§ REQUIRED WORK
A - What does the post on infinite products of measurable spaces say, in exactly two sentences?
B - Can you carry on the post about infinite products of measurable spaces, picking up right after its last sentence?

§ SELECTED EXTRACT
==============================

The Unapologetic Mathematician

Mathematics for the interested outsider

Infinite Products, Part 1

Because we know that product spaces are product objects in the category of measurable spaces — at least for totally measurable spaces — we know that the product functor is monoidal. That is, we can define n-ary products unambiguously as iterated binary products. But things start to get more complicated as we pass to infinite products.

If \{X_n\}_{n=1}^\infty is a countably infinite collection of sets, the product is the collection of all sequences (x_1,x_2,\dots) with x_n\in X_n for all n. If each X_n is equipped with a \sigma-ring \mathcal{S}_n and a measure \mu_n, it’s not immediately clear how we should equip the product space with a \sigma-ring and a measure. However, we can give meaning to these concepts if we specialize. First we shall insist that each \mathcal{S}_n be a \sigma-algebra, and second we shall insist that \mu_n be totally finite. Not just totally finite, though; we will normalize each measure so that \mu_n(X_n)=1.

This normalization is, incidentally, always possible for a totally finite measure space. Indeed, if \mu is a totally finite measure on a space X, we can define

\displaystyle\hat{\mu}(E)=\frac{\mu(E)}{\mu(X)}

It is easily verified that \hat{\mu} is another totally finite measure, and \hat{\mu}(X)=1.

Now we will define a rectangle as a product of the form

\displaystyle\prod\limits_{n=1}^\infty A_n

where A_n\subseteq X_n for all n, and where A_n=X_n for all but finitely many n. We define a measurable rectangle to be one for which each A_n is measurable as a subset of X_n. We then define a subset of the countably infinite product X to be measurable if it’s in the \sigma-algebra \mathcal{S} generated by the measurable rectangles. This defines the product of a countably infinite number of measurable spaces.

==============================

§ RECORDS SHOWN

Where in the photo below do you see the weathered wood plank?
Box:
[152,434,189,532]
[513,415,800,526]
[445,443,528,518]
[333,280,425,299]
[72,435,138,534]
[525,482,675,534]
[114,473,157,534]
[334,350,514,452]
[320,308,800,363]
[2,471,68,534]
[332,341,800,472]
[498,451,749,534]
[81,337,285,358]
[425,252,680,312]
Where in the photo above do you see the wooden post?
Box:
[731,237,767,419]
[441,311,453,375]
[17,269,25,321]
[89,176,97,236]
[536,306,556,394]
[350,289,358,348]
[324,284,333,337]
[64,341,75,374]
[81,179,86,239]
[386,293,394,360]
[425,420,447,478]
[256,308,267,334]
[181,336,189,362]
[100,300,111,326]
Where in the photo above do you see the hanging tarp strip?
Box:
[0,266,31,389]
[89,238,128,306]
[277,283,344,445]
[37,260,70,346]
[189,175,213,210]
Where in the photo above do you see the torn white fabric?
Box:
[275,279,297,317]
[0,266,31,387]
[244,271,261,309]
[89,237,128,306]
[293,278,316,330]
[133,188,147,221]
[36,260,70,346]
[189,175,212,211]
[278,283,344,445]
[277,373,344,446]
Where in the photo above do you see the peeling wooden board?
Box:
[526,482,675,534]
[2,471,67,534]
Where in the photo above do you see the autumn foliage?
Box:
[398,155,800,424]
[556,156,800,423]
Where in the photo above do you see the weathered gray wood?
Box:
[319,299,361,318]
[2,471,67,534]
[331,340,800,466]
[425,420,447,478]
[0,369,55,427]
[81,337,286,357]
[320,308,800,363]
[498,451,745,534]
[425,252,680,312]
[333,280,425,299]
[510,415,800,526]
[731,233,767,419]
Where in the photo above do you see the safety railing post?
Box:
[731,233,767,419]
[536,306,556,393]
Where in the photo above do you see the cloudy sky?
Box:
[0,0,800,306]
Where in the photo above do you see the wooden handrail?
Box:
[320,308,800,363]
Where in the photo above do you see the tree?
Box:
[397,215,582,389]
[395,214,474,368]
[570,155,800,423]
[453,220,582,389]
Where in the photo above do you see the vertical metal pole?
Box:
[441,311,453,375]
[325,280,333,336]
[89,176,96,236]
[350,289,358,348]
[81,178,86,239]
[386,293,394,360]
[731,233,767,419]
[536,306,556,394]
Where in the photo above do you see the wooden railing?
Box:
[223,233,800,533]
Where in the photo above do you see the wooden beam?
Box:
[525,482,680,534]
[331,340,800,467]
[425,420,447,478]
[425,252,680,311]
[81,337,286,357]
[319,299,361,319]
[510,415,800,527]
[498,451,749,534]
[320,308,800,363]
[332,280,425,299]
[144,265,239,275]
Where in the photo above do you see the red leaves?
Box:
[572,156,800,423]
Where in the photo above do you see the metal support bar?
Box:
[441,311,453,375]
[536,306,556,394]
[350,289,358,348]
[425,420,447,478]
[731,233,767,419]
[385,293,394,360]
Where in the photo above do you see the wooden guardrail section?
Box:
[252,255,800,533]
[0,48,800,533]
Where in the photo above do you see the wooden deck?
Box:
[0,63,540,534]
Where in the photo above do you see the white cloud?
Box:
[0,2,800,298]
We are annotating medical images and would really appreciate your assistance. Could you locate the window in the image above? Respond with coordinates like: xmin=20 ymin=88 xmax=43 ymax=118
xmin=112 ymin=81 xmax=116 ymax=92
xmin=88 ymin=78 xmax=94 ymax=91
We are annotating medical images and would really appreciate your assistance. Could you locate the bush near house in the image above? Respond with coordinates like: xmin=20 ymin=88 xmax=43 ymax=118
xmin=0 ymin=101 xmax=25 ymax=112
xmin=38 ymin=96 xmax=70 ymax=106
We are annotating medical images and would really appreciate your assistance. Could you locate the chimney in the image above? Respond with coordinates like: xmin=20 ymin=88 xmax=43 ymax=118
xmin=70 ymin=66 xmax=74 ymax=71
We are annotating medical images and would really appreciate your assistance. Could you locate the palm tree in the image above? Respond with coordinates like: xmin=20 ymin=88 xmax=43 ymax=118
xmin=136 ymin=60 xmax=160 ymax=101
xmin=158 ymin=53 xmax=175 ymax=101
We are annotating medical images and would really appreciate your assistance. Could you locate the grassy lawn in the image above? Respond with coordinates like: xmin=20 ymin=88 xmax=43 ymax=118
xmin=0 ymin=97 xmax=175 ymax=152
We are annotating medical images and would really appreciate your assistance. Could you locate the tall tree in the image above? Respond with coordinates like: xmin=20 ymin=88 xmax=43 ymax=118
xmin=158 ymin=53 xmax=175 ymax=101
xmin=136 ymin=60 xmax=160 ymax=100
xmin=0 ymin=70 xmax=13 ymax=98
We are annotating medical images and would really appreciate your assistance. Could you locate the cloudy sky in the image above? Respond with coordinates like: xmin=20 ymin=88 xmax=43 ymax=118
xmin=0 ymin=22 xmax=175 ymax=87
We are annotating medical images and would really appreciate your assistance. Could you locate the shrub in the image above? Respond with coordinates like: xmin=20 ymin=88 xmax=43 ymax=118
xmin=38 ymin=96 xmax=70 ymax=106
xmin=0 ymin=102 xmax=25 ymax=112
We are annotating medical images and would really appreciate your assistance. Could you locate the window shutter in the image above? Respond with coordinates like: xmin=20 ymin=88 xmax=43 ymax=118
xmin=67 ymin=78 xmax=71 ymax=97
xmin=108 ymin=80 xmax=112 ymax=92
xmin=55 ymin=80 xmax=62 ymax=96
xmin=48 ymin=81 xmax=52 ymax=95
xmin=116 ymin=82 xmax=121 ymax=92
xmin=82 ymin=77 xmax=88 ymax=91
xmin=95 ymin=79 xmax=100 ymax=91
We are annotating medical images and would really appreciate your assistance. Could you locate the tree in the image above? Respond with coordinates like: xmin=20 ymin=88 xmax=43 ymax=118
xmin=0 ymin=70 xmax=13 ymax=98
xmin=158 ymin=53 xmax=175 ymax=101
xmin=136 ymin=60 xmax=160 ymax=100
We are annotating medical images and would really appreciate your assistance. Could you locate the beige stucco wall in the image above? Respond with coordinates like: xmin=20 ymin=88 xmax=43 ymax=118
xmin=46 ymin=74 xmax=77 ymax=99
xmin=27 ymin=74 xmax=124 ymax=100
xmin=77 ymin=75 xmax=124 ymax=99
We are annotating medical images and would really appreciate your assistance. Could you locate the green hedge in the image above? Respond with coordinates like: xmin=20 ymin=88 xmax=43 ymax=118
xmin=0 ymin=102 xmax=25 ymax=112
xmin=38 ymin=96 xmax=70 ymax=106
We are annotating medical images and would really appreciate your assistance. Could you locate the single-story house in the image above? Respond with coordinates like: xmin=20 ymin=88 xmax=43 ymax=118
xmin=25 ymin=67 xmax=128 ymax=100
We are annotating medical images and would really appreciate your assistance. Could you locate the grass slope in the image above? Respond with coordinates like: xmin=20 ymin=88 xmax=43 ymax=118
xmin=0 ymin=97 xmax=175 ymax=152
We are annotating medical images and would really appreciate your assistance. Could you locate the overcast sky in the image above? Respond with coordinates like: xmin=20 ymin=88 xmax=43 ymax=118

==============================

§ ANSWER LIST
A - Finite products of measurable spaces can be defined unambiguously as iterated binary products, but infinite products are harder. For a countably infinite product, the post therefore requires each σ-ring to be a σ-algebra and each measure to be totally finite and normalized so the whole space has measure 1 (always possible by dividing by μ(X)), and it calls a subset measurable if it lies in the σ-algebra generated by the measurable rectangles, which are products of measurable sets that equal the whole factor space in all but finitely many coordinates.

B -
Now if J\subseteq\mathbb{Z}^+ is any set of positive integers, we say that two sequences (x_1,x_2,\dots) and (y_1,y_2,\dots) agree on J if x_j=y_j for all j\in J. A set E\subseteq X is called a J-cylinder if any two points which agree on J are either both in or both out of E. That is, membership of a sequence x=(x_n) in E is determined only by the coordinates x_j for j\in J.

We also define the sets

\displaystyle X^{(n)}=\prod\limits_{i=n+1}^\infty X_i

so that we always have X=(X_1\times\dots\times X_n)\times X^{(n)} Each X^{(n)} is itself a countably infinite product space. For every set E\subseteq X and each point (x_1,\dots,x_n)\in X_1\times\dots\times X_n, we define the subset E(x_1,\dots,x_n)\subseteq X^{(n)} as the section of E determined by (x_1,\dots,x_n). It should be clear that every section of a measurable rectangle in X is a measurable rectangle in X^{(n)}

Now if J=\{1,\dots,n\}, and if E\subseteq X$ is a (measurable) J-cylinder, then E=A\times X^{(n)}, where A is a (measurable) subset of X_1\times\dots X_n. Indeed, let (\bar{x}_{n+1},\bar{x}_{n+2},\dots) be an arbitrary point of X^{(n)}, and let A\subseteq X_1\times\dots\times X_n be the X^{(n)}-section of E determined by this point. The sets E (by assumption) and A\times X^{(n)} (by construction) are both J-cylinders, so if (x_1,x_2,\dots) belongs to either of them, then so does the point (x_1,\dots,x_n,\bar{x}_{n+1},\bar{x}_{n+2},\dots).

It should now be clear that if such a point (x_1,\dots,x_n,\bar{x}_{n+1},\bar{x}_{n+2},\dots) belongs to either E or A\times X^{(n)}, then it belongs to the other as well. Again using the fact that both E and A\times X^{(n)} are J-cylinders, if (x_1,\dots,x_n,\bar{x}_{n+1},\bar{x}_{n+2},\dots) belongs to either E or A\times X^{(n)} then so does the point (x_1,\dots,x_n,x_{n+1},x_{n+2},\dots). We can conclude that E and A\times X^{(n)} consist of the same points. The parenthetical assertion on measurability follows from the fact that every section of a measurable set is measurable.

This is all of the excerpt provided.